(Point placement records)
******************************

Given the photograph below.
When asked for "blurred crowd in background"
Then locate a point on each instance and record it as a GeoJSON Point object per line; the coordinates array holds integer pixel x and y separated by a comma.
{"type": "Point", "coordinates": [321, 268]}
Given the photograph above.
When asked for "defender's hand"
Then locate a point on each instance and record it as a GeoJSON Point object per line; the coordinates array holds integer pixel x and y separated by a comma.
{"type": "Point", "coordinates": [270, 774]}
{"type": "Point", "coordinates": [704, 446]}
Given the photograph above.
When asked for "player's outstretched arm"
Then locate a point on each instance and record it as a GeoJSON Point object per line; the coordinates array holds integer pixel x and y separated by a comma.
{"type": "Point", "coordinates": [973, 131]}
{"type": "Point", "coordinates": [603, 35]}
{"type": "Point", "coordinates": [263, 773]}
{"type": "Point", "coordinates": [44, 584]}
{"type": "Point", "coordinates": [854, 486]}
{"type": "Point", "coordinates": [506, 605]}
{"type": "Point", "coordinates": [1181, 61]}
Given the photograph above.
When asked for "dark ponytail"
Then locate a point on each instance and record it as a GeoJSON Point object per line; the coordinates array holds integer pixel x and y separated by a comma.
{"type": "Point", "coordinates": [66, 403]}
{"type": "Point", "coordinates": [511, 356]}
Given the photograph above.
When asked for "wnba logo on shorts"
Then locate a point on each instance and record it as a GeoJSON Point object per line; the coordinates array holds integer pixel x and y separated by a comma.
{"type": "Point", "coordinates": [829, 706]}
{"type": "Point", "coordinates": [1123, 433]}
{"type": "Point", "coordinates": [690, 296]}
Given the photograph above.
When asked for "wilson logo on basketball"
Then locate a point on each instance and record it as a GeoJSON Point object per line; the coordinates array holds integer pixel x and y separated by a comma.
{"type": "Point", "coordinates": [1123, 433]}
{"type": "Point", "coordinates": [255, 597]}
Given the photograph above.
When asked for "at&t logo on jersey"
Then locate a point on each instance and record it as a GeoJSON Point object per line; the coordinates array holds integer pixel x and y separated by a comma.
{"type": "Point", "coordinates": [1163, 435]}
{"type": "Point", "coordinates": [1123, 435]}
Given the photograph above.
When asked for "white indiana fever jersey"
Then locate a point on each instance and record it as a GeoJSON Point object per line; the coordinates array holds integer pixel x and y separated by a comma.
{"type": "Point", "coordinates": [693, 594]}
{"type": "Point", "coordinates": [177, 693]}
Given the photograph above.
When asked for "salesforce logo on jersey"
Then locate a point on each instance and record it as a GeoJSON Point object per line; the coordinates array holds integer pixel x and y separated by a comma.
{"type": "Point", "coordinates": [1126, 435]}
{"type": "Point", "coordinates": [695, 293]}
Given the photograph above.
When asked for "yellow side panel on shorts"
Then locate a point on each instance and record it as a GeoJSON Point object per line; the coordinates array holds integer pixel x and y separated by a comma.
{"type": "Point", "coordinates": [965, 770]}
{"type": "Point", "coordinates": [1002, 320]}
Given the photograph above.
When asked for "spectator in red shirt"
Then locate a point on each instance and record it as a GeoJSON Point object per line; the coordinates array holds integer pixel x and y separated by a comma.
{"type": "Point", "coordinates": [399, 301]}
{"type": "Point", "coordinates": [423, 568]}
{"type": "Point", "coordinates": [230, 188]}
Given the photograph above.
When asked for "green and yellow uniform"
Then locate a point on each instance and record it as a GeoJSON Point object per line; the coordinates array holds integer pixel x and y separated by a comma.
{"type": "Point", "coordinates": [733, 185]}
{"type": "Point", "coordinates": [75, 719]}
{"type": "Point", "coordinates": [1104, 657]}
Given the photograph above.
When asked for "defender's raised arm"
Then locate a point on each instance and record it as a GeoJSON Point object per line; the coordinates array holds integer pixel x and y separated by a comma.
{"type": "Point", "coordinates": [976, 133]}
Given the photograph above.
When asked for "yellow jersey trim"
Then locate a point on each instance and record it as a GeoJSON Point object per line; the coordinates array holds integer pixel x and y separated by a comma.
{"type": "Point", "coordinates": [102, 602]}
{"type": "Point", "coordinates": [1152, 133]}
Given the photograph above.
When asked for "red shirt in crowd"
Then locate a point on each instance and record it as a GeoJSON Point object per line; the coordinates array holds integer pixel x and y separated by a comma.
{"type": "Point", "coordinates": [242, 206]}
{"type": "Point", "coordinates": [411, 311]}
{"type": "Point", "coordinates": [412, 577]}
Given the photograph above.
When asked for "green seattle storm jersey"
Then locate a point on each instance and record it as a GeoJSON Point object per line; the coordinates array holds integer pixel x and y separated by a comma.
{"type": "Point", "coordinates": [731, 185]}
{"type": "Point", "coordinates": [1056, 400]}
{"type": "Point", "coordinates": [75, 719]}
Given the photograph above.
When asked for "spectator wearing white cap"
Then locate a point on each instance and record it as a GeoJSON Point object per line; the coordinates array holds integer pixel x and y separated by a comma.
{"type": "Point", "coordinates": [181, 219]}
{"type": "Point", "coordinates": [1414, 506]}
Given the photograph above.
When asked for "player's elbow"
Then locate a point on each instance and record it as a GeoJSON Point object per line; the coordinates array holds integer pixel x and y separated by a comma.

******************************

### Written exercise
Every entry must be retyped in full, exactly as given.

### Reply
Given the photograph below.
When asked for "blurred crowd in background"
Then locate a point on each instance and record it as a GeoJSON Point object per line; the coordinates array holds integer pixel x and y separated by a comma.
{"type": "Point", "coordinates": [321, 268]}
Given the photograph above.
When asked for "defender's hand"
Then locate a point on each instance and record it as a GeoJSON Point object per line; the coordinates array holds integer pixel x and y separated by a comma.
{"type": "Point", "coordinates": [270, 774]}
{"type": "Point", "coordinates": [704, 446]}
Given the photograph above.
When asked for "player's outstretched arm"
Then locate a point on each instance and record it as a GeoJSON Point object per line; the coordinates array holds integer pixel x and y separated by a comma.
{"type": "Point", "coordinates": [973, 131]}
{"type": "Point", "coordinates": [603, 35]}
{"type": "Point", "coordinates": [263, 773]}
{"type": "Point", "coordinates": [44, 584]}
{"type": "Point", "coordinates": [854, 486]}
{"type": "Point", "coordinates": [506, 605]}
{"type": "Point", "coordinates": [1181, 61]}
Given the photograph above.
When asked for "dark ponytail"
Then locate a point on each instance and record it as a GeoJSON Point object per line; the coordinates array holds integer pixel x and y separated by a comma.
{"type": "Point", "coordinates": [66, 403]}
{"type": "Point", "coordinates": [511, 356]}
Given the photograph above.
When asked for "wnba logo on shorts"
Then locate a point on each instance and record it as a GeoJSON Point object per line; the coordinates array holds integer pixel x and y separated by a comma.
{"type": "Point", "coordinates": [829, 706]}
{"type": "Point", "coordinates": [1123, 433]}
{"type": "Point", "coordinates": [690, 296]}
Given the photograph above.
When asked for "wilson logo on basketball"
Then locate a point on each instance and record it as a GeoJSON Point object per line; the coordinates array holds integer pixel x and y separated by a comma.
{"type": "Point", "coordinates": [1123, 433]}
{"type": "Point", "coordinates": [255, 597]}
Given the photograph above.
When asked for "at&t logo on jersey"
Then locate a point on each instance and record it as a GeoJSON Point object per line; the coordinates array holds integer pixel x and y separated by a comma.
{"type": "Point", "coordinates": [1163, 435]}
{"type": "Point", "coordinates": [1123, 435]}
Given the photograph above.
When asked for "white indiana fever jersey"
Then locate a point on each instance and record it as a GeoJSON Point object per line; the coordinates array holds integer pixel x and y separated by a comma.
{"type": "Point", "coordinates": [693, 594]}
{"type": "Point", "coordinates": [177, 693]}
Given the photograph above.
When asked for "salesforce logo on jersey"
Then locate a point on each instance and record it as a GeoJSON Point object per line; the coordinates array holds integer pixel x and y separated by a comma.
{"type": "Point", "coordinates": [1126, 435]}
{"type": "Point", "coordinates": [695, 293]}
Given the photograph above.
When asked for "yellow side panel on shorts"
Then locate a point on each instance and record it as a GeoJSON Point object per line; the coordinates array holds integer pixel x and y separated by a comma.
{"type": "Point", "coordinates": [965, 770]}
{"type": "Point", "coordinates": [1002, 320]}
Given the photograph above.
When asked for "spectator in red shirt"
Then locate a point on each instance and record it as a GeoJSON Point object per line; the coordinates array holds integer pixel x and y separated by a comma.
{"type": "Point", "coordinates": [399, 301]}
{"type": "Point", "coordinates": [423, 568]}
{"type": "Point", "coordinates": [230, 188]}
Given the photograph above.
When asked for "green and yellow uniform"
Then locate a point on each instance and record it as a GeoJSON Point object per line; the coordinates array holds integer pixel x and y separated by a comma.
{"type": "Point", "coordinates": [733, 185]}
{"type": "Point", "coordinates": [75, 719]}
{"type": "Point", "coordinates": [1104, 657]}
Given the photograph above.
When asked for "defender's raised arm"
Then locate a point on each instance and record it as a GeoJSON Point object per line; the coordinates array holds integer pixel x and y separated by a comma.
{"type": "Point", "coordinates": [976, 133]}
Given the photograph above.
When asked for "yellow jersey trim"
Then locate a point on each instance and record it as a GeoJSON Point object per line; the coordinates array holds integer pixel x and y separated by a comma.
{"type": "Point", "coordinates": [102, 602]}
{"type": "Point", "coordinates": [1152, 133]}
Given the photograph above.
When asked for "red shirt in crowd"
Then locate a point on each instance and record it as a GeoJSON Point object per line; the coordinates array holds integer pixel x and y separated by a comma.
{"type": "Point", "coordinates": [242, 206]}
{"type": "Point", "coordinates": [411, 311]}
{"type": "Point", "coordinates": [412, 577]}
Given the photograph above.
When asked for "green seattle storm jersey"
Then locate a point on each instance and record it as a GeoJSON Point object per line; the coordinates array holds integer pixel x and y separated by a comma.
{"type": "Point", "coordinates": [731, 185]}
{"type": "Point", "coordinates": [1056, 400]}
{"type": "Point", "coordinates": [75, 719]}
Given the photograph above.
When asked for "spectator wearing white cap"
Then locate a point on each instance and record it as a GeoJSON Point object per line; the coordinates array holds integer pixel x and y separated by a comma.
{"type": "Point", "coordinates": [181, 219]}
{"type": "Point", "coordinates": [1414, 506]}
Given the photograph above.
When asked for "player's elbow"
Then locate a point on each instance and record it as a GeoJSON Point object per line; the coordinates array holds integer pixel x and y separated by a comma.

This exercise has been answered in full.